■ **Excerpted text**
+ + + + + + +

The circuits are in some disarray regarding whether the EEOC must meet the traditional four-part test for injunctive relief.   See, e.g., Baker v. Buckeye Cellulose Corp., 856 F.2d 167, 169 (11th Cir.1988) (holding that an allegation of a Title VII violation establishes a rebuttable presumption of irreparable injury);  EEOC v. Pacific Press Pub. Ass'n, 535 F.2d 1182, 1187 (9th Cir.1976) (suggesting that “the usual requirement of irreparable injury is relaxed” when the EEOC seeks injunctive relief pendente lite );  cf. EEOC v. Cosmair, Inc., 821 F.2d 1085, 1090 (5th Cir.1987) (holding, in an ADEA case, that “[w]hen an injunction is expressly authorized by statute and the statutory conditions are satisfied, the movant need not establish specific irreparable injury to obtain a preliminary injunction”).

 Amidst these subtly shaded solutions, the Sixth Circuit struck a blow for clarity and flatly rejected the EEOC's interpretation of section 706(f)(2).   See EEOC v. Anchor Hocking Corp., 666 F.2d 1037, 1040-41 (6th Cir.1981).   We think that this is the right result.   There is nothing in the language of section 706(f)(2) that can fairly be read to limit a district court's discretion in issuing preliminary injunctions.   In authorizing the EEOC to “bring an action for appropriate temporary or preliminary relief,” the statute does not purport to wrest the final decision on whether relief is warranted from the courts.   See id. at 1041 & n. 4 (comparing § 706(f)(2) with other federal statutes which by their language restrict the district courts' discretion in issuing injunctions).   Moreover, this court has consistently emphasized the importance of a showing of irreparable harm in the calculus of injunctive relief.   See, e.g., Gately v. Commonwealth of Mass., 2 F.3d 1221, 1232 (1st Cir.1993) (stating that “a federal court cannot dispense with the irreparable harm requirement in affording injunctive relief”), cert. denied, 511 U.S. 1082, 114 S.Ct. 1832, 128 L.Ed.2d 461 (1994).   In our view this principle, which is predicated on the teaching that “[t]he basis of injunctive relief in the federal courts has always been irreparable harm and inadequacy of legal remedies,” Beacon Theatres, Inc. v. Westover, 359 U.S. 500, 506-07, 79 S.Ct. 948, 954, 3 L.Ed.2d 988 (1959), is of paramount importance and should not lightly be set aside.   Because we see no evidence in this instance that Congress, in drafting section 706(f)(2), intended the courts to depart from this rule, we hold that the EEOC-like any other suitor-must meet the familiar four-part test for preliminary injunctive relief.

 We review the district court's grant of a preliminary injunction for mistake of law or abuse of discretion.   See Narragansett Indian Tribe, 934 F.2d at 5;  Independent Oil & Chem. Workers of Quincy, Inc. v. Procter & Gamble Mfg. Co., 864 F.2d 927, 929 (1st Cir.1988).   A party appealing from either the grant or the denial of a preliminary injunction bears the considerable burden of demonstrating that the district court flouted this standard.   See Gately, 2 F.3d at 1225.

+ + + + + + +

■ **Task data**
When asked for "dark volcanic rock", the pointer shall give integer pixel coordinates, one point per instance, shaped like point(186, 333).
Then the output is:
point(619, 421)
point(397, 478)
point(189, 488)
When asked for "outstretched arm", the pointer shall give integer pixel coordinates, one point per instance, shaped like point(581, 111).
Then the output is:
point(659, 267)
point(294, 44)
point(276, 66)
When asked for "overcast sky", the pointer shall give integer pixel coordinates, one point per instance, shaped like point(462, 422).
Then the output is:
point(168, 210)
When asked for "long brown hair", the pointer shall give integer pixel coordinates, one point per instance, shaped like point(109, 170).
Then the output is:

+ + + + + + +

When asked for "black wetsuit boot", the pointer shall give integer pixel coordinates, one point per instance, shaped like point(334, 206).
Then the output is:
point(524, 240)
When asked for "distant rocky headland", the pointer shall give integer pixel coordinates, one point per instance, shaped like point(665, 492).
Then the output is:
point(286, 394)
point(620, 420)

+ + + + + + +

■ **Goals**
1. List every line of the listing that contains the word "shaped".
2. Please pick up the passage on EEOC preliminary injunctions and keep writing it from its last sentence.
The passage on EEOC preliminary injunctions and the listing are unrelated to each other.

■ **Expected outputs**
1.
When asked for "dark volcanic rock", the pointer shall give integer pixel coordinates, one point per instance, shaped like point(186, 333).
When asked for "outstretched arm", the pointer shall give integer pixel coordinates, one point per instance, shaped like point(581, 111).
When asked for "overcast sky", the pointer shall give integer pixel coordinates, one point per instance, shaped like point(462, 422).
When asked for "long brown hair", the pointer shall give integer pixel coordinates, one point per instance, shaped like point(109, 170).
When asked for "black wetsuit boot", the pointer shall give integer pixel coordinates, one point per instance, shaped like point(334, 206).
When asked for "distant rocky headland", the pointer shall give integer pixel coordinates, one point per instance, shaped like point(665, 492).

2.
B. Non-Assistance Agreements.

With these principles in mind, we turn to those provisions of the settlement agreements that prohibit employees from aiding the EEOC in its investigation of charges.4  Astra objects to the portion of the injunction that bans it from either introducing or enforcing these provisions on two grounds.   First, it claims that the injunction issued without a satisfactory showing of irreparable harm.   Second, it claims that the injunction is unnecessary because it now interprets the settlement agreements to permit various types of communication with the EEOC.   Both claims lack force.

 In determining whether the district court was justified in finding a significant risk of irreparable harm, we first note that when the likelihood of success on the merits is great, a movant can show somewhat less in the way of irreparable harm and still garner preliminary injunctive relief.   See Michigan Coalition of Radioactive Material Users, Inc. v. Griepentrog, 945 F.2d 150, 153 (6th Cir.1991) (“Simply stated, more of one excuses less of the other.”);  Maram v. Universidad Interamericana De Puerto Rico, Inc., 722 F.2d 953, 958 (1st Cir.1983) (stating that “these interests must be weighed inter sese”);  see also John Leubsdorf, The Standard for Preliminary Injunctions, 91 Harv.L.Rev. 525, passim (1978).   Thus, we start this phase of our inquiry by addressing whether a broad non-assistance agreement is void as against public policy.   If it is overwhelmingly clear that the provisions prohibiting settlors from assisting in EEOC investigations offend public policy, a lesser showing that those provisions are causing irreparable harm will suffice to support a preliminary injunction barring their enforcement.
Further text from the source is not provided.